Et quand, exaspérés, ils organisent la protestation, on déchaîne la police avec ses casques et ses matraques. Cela est arrivé hier matin. Nous sommes en 2004, de globalisation et compétitivité on en a plein la bouche, mais les héritiers de l’Avvocato dirigent la main d’œuvre comme un misérable fermier d’il y a cent ans. Ils pensent qu’avec les gens de la Basilicate on peut faire ce qu’on veut, c’est une région méridionale pauvre, ils ont recruté les travailleurs sur un territoire très vaste pour qu’ils soient distants, deux heures de voyage, par leurs propres moyens, sur des routes défoncées où les accidents sont la règle, afin qu’ils restent divisés à l’extérieur comme à l’intérieur des grands espaces du complexe.
Peu importe qu’ils soient épuisés, que les punitions tombent par milliers (neuf mille en cinq ans), que beaucoup s’en aillent parce qu’ils ne résistent pas, chose qui n’arrive nulle part ailleurs dans de telles proportions, mais il vaut mieux disperser le know how en misant sur les chômeurs des alentours plutôt que payer à ses salariés un prix normal et pour des horaires normaux. Voila ce que pense notre classe dirigeante qui se vantait d’avoir fait de l’Italie la cinquième puissance industrielle du monde.
C’est une direction non seulement arrogante, mais aussi stupide. Elle ne doit même pas avoir payé un sociologue assez intelligent pour lui expliquer que dans le Mezzogiorno c’est une faute de croire que le manque d’une longue tradition de luttes signifie résignation éternelle. Fiat a trop tiré la corde et se trouve maintenant face à une protestation qui s’est enflammée tout d’un coup sur des exigences élémentaires que la simple décence aurait dû prévenir. C’est la Représentation syndicale unitaire, l’organisme d’entreprise, qui a pris l’initiative en bloquant les accès à une usine où la communication interne est difficile.
·····
Répondez brièvement d'après le texte sur la protestation chez Fiat.
(a) Combien de temps dure le voyage des travailleurs recrutés sur un territoire très vaste ?
(b) Combien de punitions sont tombées en cinq ans ?
(c) Quel organisme a pris l'initiative en bloquant les accès à l'usine ?

→ **DONNÉES FOURNIES**:
·····
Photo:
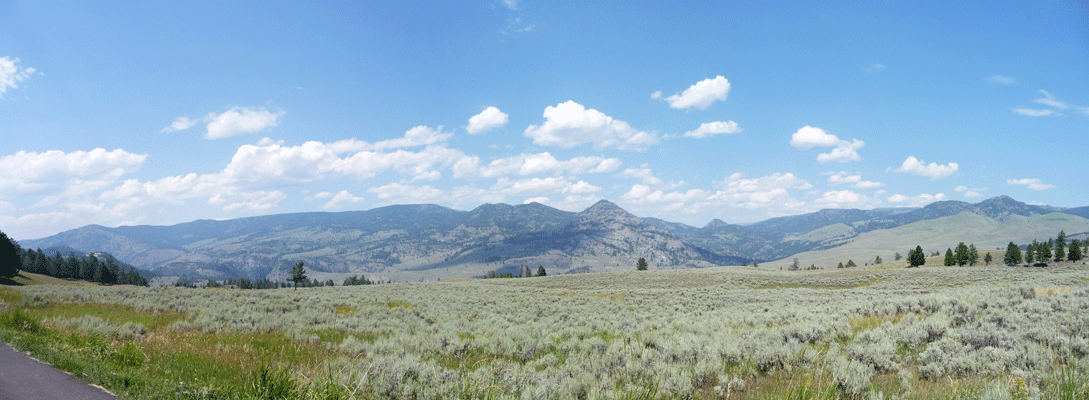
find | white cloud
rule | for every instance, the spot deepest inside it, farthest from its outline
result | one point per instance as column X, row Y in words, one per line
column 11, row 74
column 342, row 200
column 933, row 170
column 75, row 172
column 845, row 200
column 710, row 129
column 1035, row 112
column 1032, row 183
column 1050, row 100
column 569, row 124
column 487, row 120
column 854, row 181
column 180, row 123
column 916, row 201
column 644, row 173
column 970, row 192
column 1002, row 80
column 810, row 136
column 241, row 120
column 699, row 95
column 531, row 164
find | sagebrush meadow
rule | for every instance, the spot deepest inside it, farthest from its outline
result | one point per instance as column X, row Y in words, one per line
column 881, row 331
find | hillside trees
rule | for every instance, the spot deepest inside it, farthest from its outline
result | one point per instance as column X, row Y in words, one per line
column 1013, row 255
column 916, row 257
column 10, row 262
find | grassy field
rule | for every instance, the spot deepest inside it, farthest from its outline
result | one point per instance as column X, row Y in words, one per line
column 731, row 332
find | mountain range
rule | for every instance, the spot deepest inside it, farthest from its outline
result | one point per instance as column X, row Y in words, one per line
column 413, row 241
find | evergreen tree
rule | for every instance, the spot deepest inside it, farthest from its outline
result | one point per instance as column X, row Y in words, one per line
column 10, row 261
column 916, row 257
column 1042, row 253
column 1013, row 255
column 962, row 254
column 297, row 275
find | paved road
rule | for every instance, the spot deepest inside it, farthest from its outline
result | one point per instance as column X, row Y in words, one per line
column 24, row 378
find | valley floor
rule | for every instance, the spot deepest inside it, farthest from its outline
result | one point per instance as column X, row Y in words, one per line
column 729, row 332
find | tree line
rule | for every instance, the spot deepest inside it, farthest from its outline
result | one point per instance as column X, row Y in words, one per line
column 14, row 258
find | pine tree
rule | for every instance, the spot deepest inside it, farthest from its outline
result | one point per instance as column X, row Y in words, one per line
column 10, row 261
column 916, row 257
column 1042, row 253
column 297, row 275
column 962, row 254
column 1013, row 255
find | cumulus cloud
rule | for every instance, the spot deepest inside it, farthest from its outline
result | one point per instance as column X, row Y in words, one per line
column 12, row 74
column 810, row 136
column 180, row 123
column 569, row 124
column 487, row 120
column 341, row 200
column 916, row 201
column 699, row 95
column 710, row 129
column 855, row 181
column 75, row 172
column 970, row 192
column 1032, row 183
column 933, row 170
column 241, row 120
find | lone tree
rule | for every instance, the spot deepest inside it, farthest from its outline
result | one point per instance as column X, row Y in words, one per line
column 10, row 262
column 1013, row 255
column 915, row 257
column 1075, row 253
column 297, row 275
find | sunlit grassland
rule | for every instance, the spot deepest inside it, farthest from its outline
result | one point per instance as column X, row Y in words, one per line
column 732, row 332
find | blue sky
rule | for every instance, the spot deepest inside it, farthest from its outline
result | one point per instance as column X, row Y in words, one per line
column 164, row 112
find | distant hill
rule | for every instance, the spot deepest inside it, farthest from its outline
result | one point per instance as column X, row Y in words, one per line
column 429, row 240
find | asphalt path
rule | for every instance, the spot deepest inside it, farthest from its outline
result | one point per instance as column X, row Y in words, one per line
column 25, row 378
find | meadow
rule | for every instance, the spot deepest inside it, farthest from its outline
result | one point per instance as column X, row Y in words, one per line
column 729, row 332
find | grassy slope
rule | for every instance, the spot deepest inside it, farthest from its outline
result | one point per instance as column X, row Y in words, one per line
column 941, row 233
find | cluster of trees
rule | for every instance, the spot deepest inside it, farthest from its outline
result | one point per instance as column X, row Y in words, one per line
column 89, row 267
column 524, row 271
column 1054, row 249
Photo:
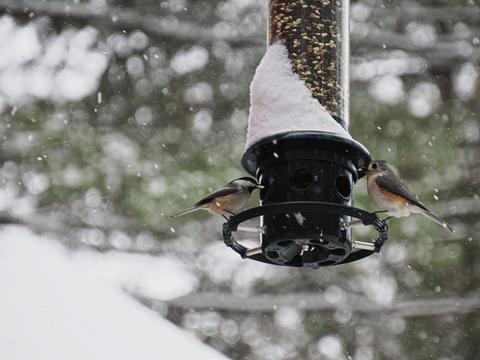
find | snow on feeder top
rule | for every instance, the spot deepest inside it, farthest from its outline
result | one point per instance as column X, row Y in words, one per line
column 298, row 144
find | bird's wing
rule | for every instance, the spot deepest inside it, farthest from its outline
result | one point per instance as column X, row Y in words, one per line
·····
→ **RÉPONSE ATTENDUE**:
(a) Deux heures de voyage.
(b) Neuf mille.
(c) La Représentation syndicale unitaire, l'organisme d'entreprise.